### PROBLEM DETAILS
Could you lay out the records below as a two-column CSV headed instruction and output, with one row for each record holding its text and its answer? Put each value in a single quoted field, with every line break replaced by a space.

### DATA ENTRIES
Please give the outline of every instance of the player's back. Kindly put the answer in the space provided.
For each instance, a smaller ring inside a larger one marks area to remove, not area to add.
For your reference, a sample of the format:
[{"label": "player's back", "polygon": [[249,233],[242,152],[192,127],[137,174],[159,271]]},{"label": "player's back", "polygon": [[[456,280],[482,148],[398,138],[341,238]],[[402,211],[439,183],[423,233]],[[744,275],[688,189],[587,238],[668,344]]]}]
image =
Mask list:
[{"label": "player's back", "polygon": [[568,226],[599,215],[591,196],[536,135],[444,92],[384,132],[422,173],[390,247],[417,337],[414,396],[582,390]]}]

### ANSWER TO THIS PROBLEM
instruction,output
"Please give the outline of every instance of the player's back. Kindly put the answer in the space provided. For each instance, a smaller ring inside a larger one marks area to remove, not area to add. For your reference, a sample of the format: [{""label"": ""player's back"", ""polygon"": [[249,233],[242,152],[192,127],[137,174],[159,271]]},{""label"": ""player's back"", ""polygon"": [[[456,280],[482,148],[398,138],[341,238]],[[402,211],[439,183],[423,233]],[[744,275],[688,189],[587,238],[668,344]]]}] image = Mask list:","[{""label"": ""player's back"", ""polygon"": [[568,226],[599,215],[591,196],[536,135],[444,92],[384,132],[422,173],[390,247],[417,337],[414,396],[582,390]]}]"